Copy each of the following entries verbatim.

(Data extracted from a collection)
....................
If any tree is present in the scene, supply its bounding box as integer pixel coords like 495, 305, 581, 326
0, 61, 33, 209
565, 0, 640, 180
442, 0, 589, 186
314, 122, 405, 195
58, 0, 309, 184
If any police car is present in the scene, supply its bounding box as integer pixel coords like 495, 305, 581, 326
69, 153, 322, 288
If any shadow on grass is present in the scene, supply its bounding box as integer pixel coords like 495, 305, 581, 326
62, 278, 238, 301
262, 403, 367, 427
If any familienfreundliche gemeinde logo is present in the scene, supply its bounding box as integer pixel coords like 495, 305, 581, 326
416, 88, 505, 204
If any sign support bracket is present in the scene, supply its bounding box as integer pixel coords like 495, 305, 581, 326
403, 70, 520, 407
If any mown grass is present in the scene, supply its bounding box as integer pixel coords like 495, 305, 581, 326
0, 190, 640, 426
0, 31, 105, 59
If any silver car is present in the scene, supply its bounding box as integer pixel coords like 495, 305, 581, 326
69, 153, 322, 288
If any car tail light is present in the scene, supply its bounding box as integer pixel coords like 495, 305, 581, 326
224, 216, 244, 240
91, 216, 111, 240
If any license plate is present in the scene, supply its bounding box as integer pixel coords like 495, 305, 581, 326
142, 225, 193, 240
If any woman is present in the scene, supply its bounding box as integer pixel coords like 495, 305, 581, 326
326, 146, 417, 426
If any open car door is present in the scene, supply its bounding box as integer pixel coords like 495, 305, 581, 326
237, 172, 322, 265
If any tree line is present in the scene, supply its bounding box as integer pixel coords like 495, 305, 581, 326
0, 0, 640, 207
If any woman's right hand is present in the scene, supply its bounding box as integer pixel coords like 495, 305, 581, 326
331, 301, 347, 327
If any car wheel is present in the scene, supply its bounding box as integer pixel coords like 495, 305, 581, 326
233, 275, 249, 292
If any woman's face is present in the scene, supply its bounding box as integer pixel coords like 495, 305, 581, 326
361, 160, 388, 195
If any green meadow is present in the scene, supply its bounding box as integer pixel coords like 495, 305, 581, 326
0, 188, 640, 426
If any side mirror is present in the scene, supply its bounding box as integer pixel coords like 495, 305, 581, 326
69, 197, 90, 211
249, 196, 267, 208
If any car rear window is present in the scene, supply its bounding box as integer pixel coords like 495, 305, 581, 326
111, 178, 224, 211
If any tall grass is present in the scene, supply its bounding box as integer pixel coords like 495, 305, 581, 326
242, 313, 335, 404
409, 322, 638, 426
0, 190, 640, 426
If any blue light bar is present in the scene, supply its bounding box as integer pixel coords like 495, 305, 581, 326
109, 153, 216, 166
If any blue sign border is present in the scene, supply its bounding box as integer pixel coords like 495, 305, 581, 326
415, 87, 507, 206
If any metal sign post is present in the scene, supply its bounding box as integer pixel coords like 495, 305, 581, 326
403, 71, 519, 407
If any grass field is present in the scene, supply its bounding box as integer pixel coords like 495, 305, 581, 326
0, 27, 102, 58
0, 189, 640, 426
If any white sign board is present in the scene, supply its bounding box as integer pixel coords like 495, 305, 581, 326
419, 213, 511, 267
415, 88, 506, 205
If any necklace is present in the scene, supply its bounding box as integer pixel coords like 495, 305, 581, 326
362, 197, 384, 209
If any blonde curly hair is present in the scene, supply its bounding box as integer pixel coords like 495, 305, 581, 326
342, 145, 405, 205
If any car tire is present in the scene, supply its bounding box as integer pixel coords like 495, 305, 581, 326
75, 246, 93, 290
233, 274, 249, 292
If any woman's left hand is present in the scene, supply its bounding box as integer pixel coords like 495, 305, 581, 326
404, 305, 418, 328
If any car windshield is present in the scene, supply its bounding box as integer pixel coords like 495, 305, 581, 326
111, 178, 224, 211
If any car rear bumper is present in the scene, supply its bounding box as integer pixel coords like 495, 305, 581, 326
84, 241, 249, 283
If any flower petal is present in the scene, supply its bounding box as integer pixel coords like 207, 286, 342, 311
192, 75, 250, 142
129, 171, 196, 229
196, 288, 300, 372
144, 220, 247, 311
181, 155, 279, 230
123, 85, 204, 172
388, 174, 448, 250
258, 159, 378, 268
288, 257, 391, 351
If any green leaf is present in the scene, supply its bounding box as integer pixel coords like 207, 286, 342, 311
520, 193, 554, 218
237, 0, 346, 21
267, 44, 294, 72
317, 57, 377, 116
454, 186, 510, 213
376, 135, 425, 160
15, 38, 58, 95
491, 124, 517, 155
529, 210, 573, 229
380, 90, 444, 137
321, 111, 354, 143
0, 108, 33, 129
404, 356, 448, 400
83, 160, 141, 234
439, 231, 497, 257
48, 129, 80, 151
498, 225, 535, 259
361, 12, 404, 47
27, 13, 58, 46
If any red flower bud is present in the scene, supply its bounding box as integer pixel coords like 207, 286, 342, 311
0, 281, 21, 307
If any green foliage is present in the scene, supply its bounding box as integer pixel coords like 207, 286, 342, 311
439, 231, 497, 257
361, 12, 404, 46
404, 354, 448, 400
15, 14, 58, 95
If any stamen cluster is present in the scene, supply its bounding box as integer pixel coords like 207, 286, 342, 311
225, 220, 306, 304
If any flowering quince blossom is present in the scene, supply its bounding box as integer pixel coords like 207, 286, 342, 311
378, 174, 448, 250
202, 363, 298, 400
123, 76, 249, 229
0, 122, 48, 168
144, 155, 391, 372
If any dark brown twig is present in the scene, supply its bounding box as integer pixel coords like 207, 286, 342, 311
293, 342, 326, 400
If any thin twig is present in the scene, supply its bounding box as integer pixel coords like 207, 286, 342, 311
....................
▶ Right answer
If any tree is present in the scene, supply its bounding box as integer pixel coords like 495, 305, 581, 326
0, 61, 33, 209
565, 0, 640, 180
442, 0, 589, 186
314, 122, 405, 195
58, 0, 309, 184
If any police car is present in the scene, supply its bounding box as integer pixel coords like 495, 305, 581, 326
69, 153, 322, 288
If any shadow on grass is present in the scene, supply its bounding box as integer pixel coords like 495, 305, 581, 326
62, 278, 238, 301
262, 403, 367, 427
If any familienfreundliche gemeinde logo is present in the scene, supply its bounding box as integer pixel coords like 495, 305, 581, 326
416, 88, 505, 204
If any sign support bracket is present in the scene, supply its bounding box as integer pixel coords like 495, 305, 581, 326
403, 70, 520, 407
If any mown grass is present in the scene, supply its bounding box as integer pixel coords like 495, 305, 581, 326
0, 190, 640, 426
0, 31, 105, 59
If any silver car is present in the scene, supply its bounding box as integer pixel coords like 495, 305, 581, 326
69, 153, 322, 288
If any car tail light is present in the scene, supply its bounding box as integer pixel coords like 495, 305, 581, 326
224, 216, 244, 240
91, 216, 111, 240
If any license plate is present in the scene, supply its bounding box as integer pixel coords like 495, 305, 581, 326
142, 225, 193, 240
If any woman is present in the scene, supply its bounding box as integer pixel coords like 495, 305, 581, 326
326, 146, 417, 426
If any open car door is present in the scene, supply its bounding box as integer pixel coords like 495, 305, 581, 326
237, 172, 322, 265
If any tree line is present in the scene, supply its bounding box as integer pixel coords like 495, 305, 581, 326
0, 0, 640, 207
If any woman's right hand is present in the scene, supply its bounding box as integer pixel coords like 495, 305, 581, 326
331, 301, 347, 327
If any car wheel is present in the scene, supply its bounding box as integer pixel coords like 495, 305, 581, 326
233, 275, 249, 292
If any woman's face is present in the scene, supply its bounding box as integer pixel coords like 495, 305, 581, 326
361, 160, 388, 195
If any green meadow is present in the scene, supply its bounding box as integer pixel coords like 495, 305, 581, 326
0, 188, 640, 426
If any side mirror is present in the scene, supply its bounding box as integer pixel coords like 495, 305, 581, 326
69, 197, 90, 211
249, 196, 267, 208
If any car rear window is present in the scene, supply its bounding box as integer pixel coords like 495, 305, 581, 326
111, 178, 224, 211
If any tall grass is present in the scene, supply its bounding box as integer pixel coords like 495, 305, 581, 326
242, 313, 335, 404
409, 322, 638, 426
0, 190, 640, 426
If any blue light bar is present in the scene, supply its bounding box as integer pixel coords like 495, 305, 581, 326
109, 153, 216, 166
If any blue sign border is present in the scene, supply its bounding box as integer pixel coords like 495, 305, 581, 326
415, 87, 507, 206
If any metal sign post is present in the scene, supply its bounding box as integer pixel coords like 495, 305, 581, 326
403, 71, 519, 407
If any grass field is present in the scene, supply its bounding box as integer pixel coords like 495, 305, 581, 326
0, 27, 102, 58
0, 189, 640, 426
If any white sign board is present in the scene, supply its bounding box as integer pixel coords like 495, 305, 581, 326
419, 213, 511, 267
415, 88, 506, 205
If any necklace is present in the scene, supply its bounding box as integer pixel coords like 495, 305, 581, 326
362, 197, 384, 209
If any blonde curly hair is present in the scene, supply its bounding box as integer pixel coords like 495, 305, 581, 326
342, 145, 405, 205
If any car tire is present in the scene, supply its bounding box as integer pixel coords like 495, 305, 581, 326
75, 246, 93, 290
233, 274, 249, 292
If any woman's left hand is present in the scene, supply its bounding box as integer pixel coords like 495, 305, 581, 326
404, 305, 418, 328
If any car windshield is present in the scene, supply its bounding box as integer pixel coords like 495, 305, 581, 326
111, 178, 224, 211
If any car rear bumper is present in the scene, supply its bounding box as integer pixel coords like 495, 305, 581, 326
84, 241, 249, 283
If any flower petal is present in the scene, supply its bounding box as integer pixel coords like 207, 286, 342, 311
192, 75, 250, 142
129, 171, 196, 229
196, 288, 300, 372
144, 220, 247, 311
181, 155, 279, 230
123, 85, 204, 172
388, 174, 448, 250
258, 159, 378, 268
288, 257, 391, 351
If any green leaf is present in the scene, supply its bounding box as integer pixel coords like 207, 286, 342, 311
520, 193, 554, 218
237, 0, 346, 21
267, 44, 294, 72
317, 57, 377, 116
454, 186, 510, 213
376, 135, 425, 160
15, 38, 58, 95
491, 124, 517, 155
529, 210, 573, 229
380, 90, 444, 137
321, 111, 354, 143
0, 108, 33, 129
404, 356, 448, 400
83, 160, 141, 234
439, 231, 497, 257
48, 129, 80, 151
498, 225, 535, 259
361, 12, 404, 47
27, 13, 58, 46
If any red flower bud is present in the scene, supply its bounding box as integer pixel coords like 207, 286, 342, 311
0, 281, 21, 307
If any green foliage is present in the scene, supply its bounding box as integer pixel coords like 207, 286, 342, 311
439, 231, 497, 257
361, 12, 404, 46
404, 354, 448, 400
15, 14, 58, 95
If any stamen cluster is present in the scene, supply its bounding box as integer pixel coords like 207, 286, 342, 311
225, 220, 306, 304
If any flowering quince blossom is present in the scene, supply its bounding box as integer pixel coords like 207, 286, 342, 311
378, 174, 448, 250
202, 363, 298, 400
123, 76, 249, 229
0, 122, 48, 168
144, 155, 391, 372
If any dark brown twig is present in the scene, supply its bounding box as integer pixel coords like 207, 286, 342, 311
293, 342, 326, 400
If any thin twig is present in the scene, supply its bounding box as integer pixel coords like 207, 286, 342, 311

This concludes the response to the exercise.